--- AUFGABENSTELLUNG ---
Gib die Meldung zu den stummen Verkäufern wieder, beginnend bei „Kurz notiert“ und endend bei „nicht zu beanstanden.“. Ersetze dabei „Bundesgerichtshof“ durch „BGH“.

--- TEXTBLOCK ---
Kurz notiert
Bundesgerichtshof
"Stumme Verkäufer" - Der Zeitungsvertrieb über ungesicherte Verkaufshilfen ist wettbewerbsrechtlich grundsätzlich nicht zu beanstanden.
BGH, Urteile vom 29.10.2009 – Az. I ZR 180/07 und I ZR 188/07; Vorinstanzen: KG Berlin, Urteil vom 21.09.2007 – Az. 5 U 199/06, LG Berlin, Urteil vom 21.11.2006 – Az. 102 O 67/06 und KG, Urteil vom 21.09.2007 – Az. 5 U 198/06, LG Berlin, Urteil vom 21.11.2006 – Az. 102 O 66/06
MIR 2009, Dok. 220, Rz. 1
1
Mit zwei Urteilen vom 29.10.2009 (Az. I ZR 180/07 und I ZR 188/07) hat der Bundesgerichtshof entschieden, dass der Vertrieb von Zeitungen über ungesicherte Verkaufshilfen, so genannte "stumme Verkäufer" oder "Mediaboxen",
wettbewerbsrechtlich grundsätzlich zulässig ist. Ein solches Vertriebsmodell stelle regelmäßig weder eine unangemessen unsachliche Einflussnahme aufgrund übertrieben
Anlockens noch eine wettbewerbswidrige Marktstörung dar. Dies gelte umso mehr, wenn ein deutlicher Hinweis erfolgt, dass ein Exemplar der betreffenden Zeitung
nur gegen Bezahlung entnommen werden dürfen und der Diebstahl verfolgt wird.

--- BEREITGESTELLTE EINTRÄGE ---
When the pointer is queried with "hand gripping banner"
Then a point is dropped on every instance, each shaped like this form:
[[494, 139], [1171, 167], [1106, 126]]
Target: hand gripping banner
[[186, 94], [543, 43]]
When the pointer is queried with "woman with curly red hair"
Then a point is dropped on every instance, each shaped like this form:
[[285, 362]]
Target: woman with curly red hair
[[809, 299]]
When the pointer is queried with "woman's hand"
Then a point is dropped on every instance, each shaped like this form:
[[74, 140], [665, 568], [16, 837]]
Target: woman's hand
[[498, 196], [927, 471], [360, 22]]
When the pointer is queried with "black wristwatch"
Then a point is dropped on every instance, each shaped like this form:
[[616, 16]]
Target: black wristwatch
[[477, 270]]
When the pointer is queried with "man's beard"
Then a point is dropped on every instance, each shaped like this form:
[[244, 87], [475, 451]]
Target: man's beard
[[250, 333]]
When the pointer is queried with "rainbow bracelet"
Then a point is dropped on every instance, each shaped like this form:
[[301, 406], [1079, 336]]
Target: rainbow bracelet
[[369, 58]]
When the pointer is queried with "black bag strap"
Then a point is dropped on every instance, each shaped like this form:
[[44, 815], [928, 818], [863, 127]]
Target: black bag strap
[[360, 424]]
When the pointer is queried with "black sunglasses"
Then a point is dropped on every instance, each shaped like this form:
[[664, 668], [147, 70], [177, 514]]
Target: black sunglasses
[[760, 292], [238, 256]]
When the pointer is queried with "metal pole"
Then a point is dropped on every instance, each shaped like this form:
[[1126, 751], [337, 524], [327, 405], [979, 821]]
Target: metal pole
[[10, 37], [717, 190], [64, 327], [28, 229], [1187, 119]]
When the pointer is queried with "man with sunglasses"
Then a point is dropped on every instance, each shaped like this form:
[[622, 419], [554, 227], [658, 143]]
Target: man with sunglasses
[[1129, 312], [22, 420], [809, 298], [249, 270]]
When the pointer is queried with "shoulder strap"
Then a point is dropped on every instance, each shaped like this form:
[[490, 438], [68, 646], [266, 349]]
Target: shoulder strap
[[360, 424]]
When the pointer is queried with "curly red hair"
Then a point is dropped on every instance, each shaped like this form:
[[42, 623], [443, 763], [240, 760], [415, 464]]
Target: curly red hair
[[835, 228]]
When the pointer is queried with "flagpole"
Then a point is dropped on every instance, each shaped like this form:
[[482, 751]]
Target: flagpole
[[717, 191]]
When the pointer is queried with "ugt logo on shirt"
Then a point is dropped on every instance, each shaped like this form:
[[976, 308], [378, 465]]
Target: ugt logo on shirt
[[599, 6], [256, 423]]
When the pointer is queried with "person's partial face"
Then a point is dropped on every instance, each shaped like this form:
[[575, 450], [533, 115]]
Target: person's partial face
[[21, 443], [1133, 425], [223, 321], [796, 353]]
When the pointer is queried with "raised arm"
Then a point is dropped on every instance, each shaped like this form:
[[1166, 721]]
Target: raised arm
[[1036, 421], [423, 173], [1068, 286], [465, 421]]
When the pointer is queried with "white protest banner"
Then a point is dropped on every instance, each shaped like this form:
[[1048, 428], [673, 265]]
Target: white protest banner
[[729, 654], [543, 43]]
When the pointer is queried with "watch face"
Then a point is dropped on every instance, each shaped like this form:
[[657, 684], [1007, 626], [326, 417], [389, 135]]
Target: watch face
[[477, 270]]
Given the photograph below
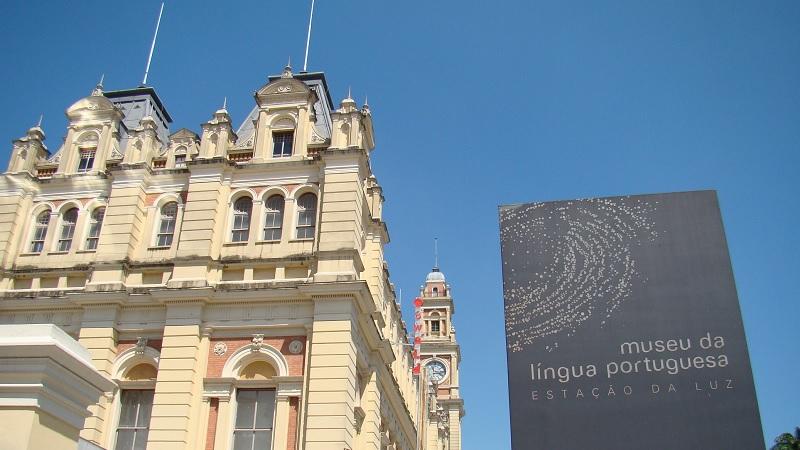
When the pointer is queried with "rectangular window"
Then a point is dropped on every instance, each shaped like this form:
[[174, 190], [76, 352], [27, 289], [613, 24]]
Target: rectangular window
[[87, 160], [40, 232], [180, 161], [305, 224], [134, 419], [282, 144], [94, 236], [255, 409]]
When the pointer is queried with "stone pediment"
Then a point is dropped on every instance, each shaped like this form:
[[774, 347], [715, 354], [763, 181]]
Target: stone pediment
[[284, 90]]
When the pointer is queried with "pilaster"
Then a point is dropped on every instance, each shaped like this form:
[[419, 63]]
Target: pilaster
[[178, 395], [98, 334], [331, 390]]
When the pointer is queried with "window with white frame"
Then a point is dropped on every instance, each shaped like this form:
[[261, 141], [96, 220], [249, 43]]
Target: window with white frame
[[68, 222], [255, 409], [86, 159], [134, 419], [95, 224], [168, 216], [306, 216], [240, 228], [282, 142], [273, 219], [40, 231]]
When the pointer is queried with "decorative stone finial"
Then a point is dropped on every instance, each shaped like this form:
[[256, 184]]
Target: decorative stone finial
[[98, 89], [257, 343], [141, 344], [365, 109], [348, 104]]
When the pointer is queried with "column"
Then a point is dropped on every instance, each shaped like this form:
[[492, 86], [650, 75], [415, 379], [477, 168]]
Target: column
[[331, 388], [371, 405], [288, 388], [99, 336]]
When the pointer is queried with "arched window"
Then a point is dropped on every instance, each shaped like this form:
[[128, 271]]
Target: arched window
[[306, 216], [242, 208], [95, 224], [40, 231], [166, 225], [68, 221], [273, 221], [86, 159]]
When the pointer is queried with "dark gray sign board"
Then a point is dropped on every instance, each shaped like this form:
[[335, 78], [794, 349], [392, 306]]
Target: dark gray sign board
[[623, 327]]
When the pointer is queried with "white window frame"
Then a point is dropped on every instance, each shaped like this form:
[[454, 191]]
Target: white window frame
[[92, 221], [159, 220], [92, 151], [279, 212], [283, 153], [233, 215], [62, 224], [299, 211], [36, 226]]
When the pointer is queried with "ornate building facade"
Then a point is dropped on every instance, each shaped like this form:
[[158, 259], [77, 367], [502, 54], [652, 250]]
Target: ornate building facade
[[231, 283], [440, 356]]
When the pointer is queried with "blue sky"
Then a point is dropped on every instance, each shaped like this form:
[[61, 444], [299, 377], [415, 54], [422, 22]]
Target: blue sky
[[478, 104]]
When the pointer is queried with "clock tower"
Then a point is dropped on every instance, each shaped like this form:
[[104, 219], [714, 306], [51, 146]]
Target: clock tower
[[440, 356]]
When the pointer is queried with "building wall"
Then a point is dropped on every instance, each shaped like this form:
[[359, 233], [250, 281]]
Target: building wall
[[206, 311]]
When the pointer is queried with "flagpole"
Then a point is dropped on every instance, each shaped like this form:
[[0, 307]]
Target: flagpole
[[152, 46], [308, 36]]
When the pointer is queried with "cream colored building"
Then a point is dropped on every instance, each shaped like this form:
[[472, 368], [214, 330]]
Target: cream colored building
[[442, 407], [232, 283]]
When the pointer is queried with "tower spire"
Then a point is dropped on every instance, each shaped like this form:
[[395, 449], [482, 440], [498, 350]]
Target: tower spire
[[152, 46], [435, 253], [308, 36]]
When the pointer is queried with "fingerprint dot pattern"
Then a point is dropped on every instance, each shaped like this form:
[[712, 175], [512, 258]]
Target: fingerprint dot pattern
[[572, 263]]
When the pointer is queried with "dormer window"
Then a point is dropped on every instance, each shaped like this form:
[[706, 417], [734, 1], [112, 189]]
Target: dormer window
[[282, 142], [68, 222], [95, 225], [87, 160], [40, 232], [180, 161], [242, 208], [166, 226]]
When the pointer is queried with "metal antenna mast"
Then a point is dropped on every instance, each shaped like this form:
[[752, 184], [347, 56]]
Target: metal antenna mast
[[153, 45], [308, 37]]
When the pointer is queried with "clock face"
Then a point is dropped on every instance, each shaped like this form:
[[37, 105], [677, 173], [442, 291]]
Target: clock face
[[436, 370]]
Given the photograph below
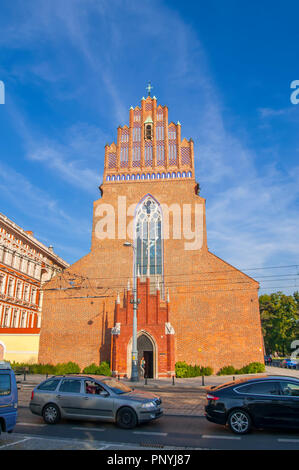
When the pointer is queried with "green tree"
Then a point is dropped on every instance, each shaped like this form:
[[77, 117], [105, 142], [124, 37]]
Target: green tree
[[279, 315]]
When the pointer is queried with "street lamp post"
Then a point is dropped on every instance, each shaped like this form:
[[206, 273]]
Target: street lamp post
[[134, 371]]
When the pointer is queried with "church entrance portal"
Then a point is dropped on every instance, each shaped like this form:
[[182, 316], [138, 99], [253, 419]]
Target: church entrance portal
[[145, 350]]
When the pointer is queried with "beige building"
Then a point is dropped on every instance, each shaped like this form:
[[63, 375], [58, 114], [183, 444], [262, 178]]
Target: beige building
[[25, 265]]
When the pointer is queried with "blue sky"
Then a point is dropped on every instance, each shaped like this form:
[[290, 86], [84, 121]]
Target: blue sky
[[73, 68]]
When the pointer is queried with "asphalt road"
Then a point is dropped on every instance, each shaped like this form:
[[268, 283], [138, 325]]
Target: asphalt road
[[169, 432]]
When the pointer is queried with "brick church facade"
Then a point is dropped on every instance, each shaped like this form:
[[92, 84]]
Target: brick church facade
[[193, 306]]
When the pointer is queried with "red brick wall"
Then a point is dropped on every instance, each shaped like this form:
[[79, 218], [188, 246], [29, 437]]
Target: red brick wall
[[214, 307]]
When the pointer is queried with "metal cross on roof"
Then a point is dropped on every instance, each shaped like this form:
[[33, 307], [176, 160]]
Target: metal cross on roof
[[149, 88]]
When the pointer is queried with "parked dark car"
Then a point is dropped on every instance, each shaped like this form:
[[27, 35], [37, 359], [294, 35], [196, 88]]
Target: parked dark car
[[267, 401], [289, 363], [93, 398]]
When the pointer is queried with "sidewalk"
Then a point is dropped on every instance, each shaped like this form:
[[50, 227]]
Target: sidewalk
[[187, 397]]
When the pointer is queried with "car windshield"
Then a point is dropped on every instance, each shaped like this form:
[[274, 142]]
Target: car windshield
[[117, 387]]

--- ANTWORT ZUR AUFGABE ---
Kurz notiert
BGH
"Stumme Verkäufer" - Der Zeitungsvertrieb über ungesicherte Verkaufshilfen ist wettbewerbsrechtlich grundsätzlich nicht zu beanstanden.